■ Dataset rows:
··········

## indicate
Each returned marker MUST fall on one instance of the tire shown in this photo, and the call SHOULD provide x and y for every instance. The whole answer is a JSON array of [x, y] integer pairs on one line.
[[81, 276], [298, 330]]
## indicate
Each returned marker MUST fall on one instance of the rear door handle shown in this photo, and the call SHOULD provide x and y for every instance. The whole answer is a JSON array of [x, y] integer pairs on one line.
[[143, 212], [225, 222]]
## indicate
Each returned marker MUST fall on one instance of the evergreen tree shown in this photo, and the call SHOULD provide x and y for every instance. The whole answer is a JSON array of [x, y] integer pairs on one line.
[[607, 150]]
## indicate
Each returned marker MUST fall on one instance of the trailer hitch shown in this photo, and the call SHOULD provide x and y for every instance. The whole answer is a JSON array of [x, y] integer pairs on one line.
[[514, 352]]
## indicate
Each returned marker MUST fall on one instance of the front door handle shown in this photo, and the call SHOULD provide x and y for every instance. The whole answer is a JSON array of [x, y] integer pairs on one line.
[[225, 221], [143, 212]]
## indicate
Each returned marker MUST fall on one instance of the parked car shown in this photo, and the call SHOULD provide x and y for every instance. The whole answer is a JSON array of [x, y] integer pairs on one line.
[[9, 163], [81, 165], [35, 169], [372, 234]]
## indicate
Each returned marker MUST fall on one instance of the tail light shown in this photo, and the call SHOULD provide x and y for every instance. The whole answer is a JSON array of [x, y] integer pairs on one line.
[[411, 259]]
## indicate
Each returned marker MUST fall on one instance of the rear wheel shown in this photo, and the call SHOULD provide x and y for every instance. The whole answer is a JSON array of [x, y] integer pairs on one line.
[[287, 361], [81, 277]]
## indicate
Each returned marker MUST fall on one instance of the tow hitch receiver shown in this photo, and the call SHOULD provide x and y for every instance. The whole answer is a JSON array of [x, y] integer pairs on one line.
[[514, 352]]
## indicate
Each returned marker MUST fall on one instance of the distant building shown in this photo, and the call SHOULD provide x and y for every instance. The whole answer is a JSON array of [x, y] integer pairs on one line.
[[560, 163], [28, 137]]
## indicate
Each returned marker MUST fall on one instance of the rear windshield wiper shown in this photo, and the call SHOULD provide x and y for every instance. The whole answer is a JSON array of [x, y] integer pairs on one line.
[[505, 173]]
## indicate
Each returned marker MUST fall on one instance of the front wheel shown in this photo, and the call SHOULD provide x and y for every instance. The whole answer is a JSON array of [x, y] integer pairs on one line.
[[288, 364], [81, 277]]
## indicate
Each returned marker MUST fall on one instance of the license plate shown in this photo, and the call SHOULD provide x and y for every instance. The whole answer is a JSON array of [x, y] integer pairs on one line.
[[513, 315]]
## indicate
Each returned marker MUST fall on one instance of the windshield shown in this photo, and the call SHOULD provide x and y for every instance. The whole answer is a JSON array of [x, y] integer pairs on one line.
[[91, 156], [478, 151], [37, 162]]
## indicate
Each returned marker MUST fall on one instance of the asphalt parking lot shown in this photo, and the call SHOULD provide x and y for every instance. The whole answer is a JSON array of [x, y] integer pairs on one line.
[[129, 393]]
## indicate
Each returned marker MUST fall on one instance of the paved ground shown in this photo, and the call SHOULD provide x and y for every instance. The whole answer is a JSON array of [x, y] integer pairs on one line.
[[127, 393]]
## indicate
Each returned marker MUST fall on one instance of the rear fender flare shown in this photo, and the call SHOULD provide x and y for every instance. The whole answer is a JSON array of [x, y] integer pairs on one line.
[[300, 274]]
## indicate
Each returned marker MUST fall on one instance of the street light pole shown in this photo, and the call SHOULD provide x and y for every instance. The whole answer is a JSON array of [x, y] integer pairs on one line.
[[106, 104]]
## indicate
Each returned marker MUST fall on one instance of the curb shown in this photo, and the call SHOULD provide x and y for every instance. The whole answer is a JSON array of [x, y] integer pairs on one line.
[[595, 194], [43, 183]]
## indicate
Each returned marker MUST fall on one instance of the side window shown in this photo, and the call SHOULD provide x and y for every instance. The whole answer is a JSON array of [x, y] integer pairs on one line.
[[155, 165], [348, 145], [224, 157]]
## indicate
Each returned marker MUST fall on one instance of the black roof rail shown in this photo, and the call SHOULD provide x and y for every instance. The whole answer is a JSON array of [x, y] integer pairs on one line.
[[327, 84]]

··········

■ Description of the task: Convert all the lines above into a JSON list of strings, one string per line, leaving out any blank lines.

■ Problem solution:
[
  "## indicate",
  "Each returned marker MUST fall on one instance of the tire shown in this photo, and the call SHOULD provide x and y for every instance. The whole answer is a JSON array of [x, y] integer pairs on one line.",
  "[[81, 276], [298, 330]]",
  "## indicate",
  "Each returned marker MUST fall on one instance of the rear door handle shown in this photo, and the call SHOULD provide x and y for every instance. The whole answer is a JSON array of [x, y] integer pairs on one line.",
  "[[143, 212], [225, 222]]",
  "## indicate",
  "Each returned marker MUST fall on one instance of the evergreen tree shown in this photo, and the call SHOULD provide x and y for every instance. The whole answer is a JSON array of [x, y] integer pairs on one line.",
  "[[607, 150]]",
  "## indicate",
  "Each returned marker MUST fall on one instance of the trailer hitch shown in this photo, and the call SHOULD provide x and y for every instance. The whole answer is a JSON array of [x, y] integer pairs on one line.",
  "[[514, 352]]",
  "## indicate",
  "Each returned marker MUST fall on one instance of the front door handle shown in this photo, and the call SHOULD provide x and y for every instance. The whole answer is a JSON array of [x, y] integer pairs on one line.",
  "[[225, 221], [143, 212]]",
  "## indicate",
  "Each returned marker MUST fall on one instance of the parked car shown in this photo, and the call SHOULD provide x and y for every instance. The whole answer is a JSON array of [x, y] integer pairs on one line.",
  "[[9, 163], [81, 165], [35, 169], [372, 234]]",
  "## indicate",
  "Each returned marker MUST fall on one instance of the tail light shown in this photo, and the call SHOULD provide x and y for every instance. The whole answer is a JSON array of [x, y] integer pairs on one line.",
  "[[411, 259]]",
  "## indicate",
  "Each returned marker MUST fall on one instance of the rear wheel shown in this photo, and the call SHOULD provide x and y for every instance. The whole answer is a JSON array of [x, y] integer pairs on one line.",
  "[[287, 361], [81, 277]]",
  "## indicate",
  "Each returned marker MUST fall on one instance of the tow hitch receiver shown in this photo, and the call SHOULD provide x and y for every instance. The whole answer is a JSON array of [x, y] integer pairs on one line.",
  "[[514, 352]]",
  "## indicate",
  "Each returned marker MUST fall on one instance of the distant building shown in this photo, and the call SHOULD provide x and y for every instance. The whole answer is a JSON array of [x, y] integer pairs on one line.",
  "[[560, 163], [28, 137]]",
  "## indicate",
  "Each returned marker MUST fall on one instance of the rear windshield wiper shown in this photo, and the call SHOULD provide x and y for every instance. The whole answer is a JSON array of [x, y] integer pairs on one line.",
  "[[505, 173]]",
  "## indicate",
  "Each returned marker MUST fall on one instance of the front wheel shown in this photo, and the call SHOULD provide x and y for every instance. The whole answer is a JSON array of [x, y] integer pairs on one line.",
  "[[288, 364], [81, 277]]",
  "## indicate",
  "Each returned marker MUST fall on one instance of the license plate shown in this photo, and the call SHOULD provide x and y for every instance. The whole answer is a JSON array of [x, y] integer pairs on one line.",
  "[[513, 315]]",
  "## indicate",
  "Each returned marker MUST fall on one instance of the windshield shown in this photo, and the call SHOULD provide x and y for every instance. The whole answer is a JSON array of [x, y] integer pairs on one line.",
  "[[91, 156], [478, 151], [37, 162]]",
  "## indicate",
  "Each returned marker MUST fall on one instance of the asphalt parking lot shown in this photo, and the call SHOULD provide x and y for every instance. The whole answer is a JSON array of [x, y] integer pairs on one line.",
  "[[129, 393]]",
  "## indicate",
  "Each returned marker MUST fall on one instance of the paved ground shown in this photo, and the call SHOULD provide x and y for every instance. The whole answer is a JSON array of [x, y] integer pairs on one line.",
  "[[127, 393]]",
  "## indicate",
  "Each returned marker MUST fall on one instance of the rear fender flare shown in this photo, and the call SHOULD provide x and y for every instance. The whole answer is a JSON array of [x, y] integer pairs on one line.",
  "[[300, 274]]",
  "## indicate",
  "Each returned marker MUST fall on one instance of the street light pole shown in this photo, and the call SHOULD provide x and y for every instance. The whole answer is a JSON array of [x, y] integer pairs on one line.",
  "[[106, 104]]",
  "## indicate",
  "Each returned marker MUST fall on one instance of the curb shown in this photo, and the call SHOULD provide x and y for every instance. The whole answer is a JSON array of [x, y] integer pairs on one line.",
  "[[595, 194], [43, 183]]",
  "## indicate",
  "Each returned marker MUST fall on one instance of the side window shown in this photo, and the call SHOULD provide x and y for every instance. The whole answer is a JSON array of [x, y] integer pairs on one line.",
  "[[155, 165], [348, 145], [224, 157]]",
  "## indicate",
  "Each returned marker MUST fall on one instance of the black roof rail shown in this photo, and the call SHOULD provide x and y for every instance. The whole answer is a JSON array of [x, y] integer pairs on one line.",
  "[[327, 84]]"
]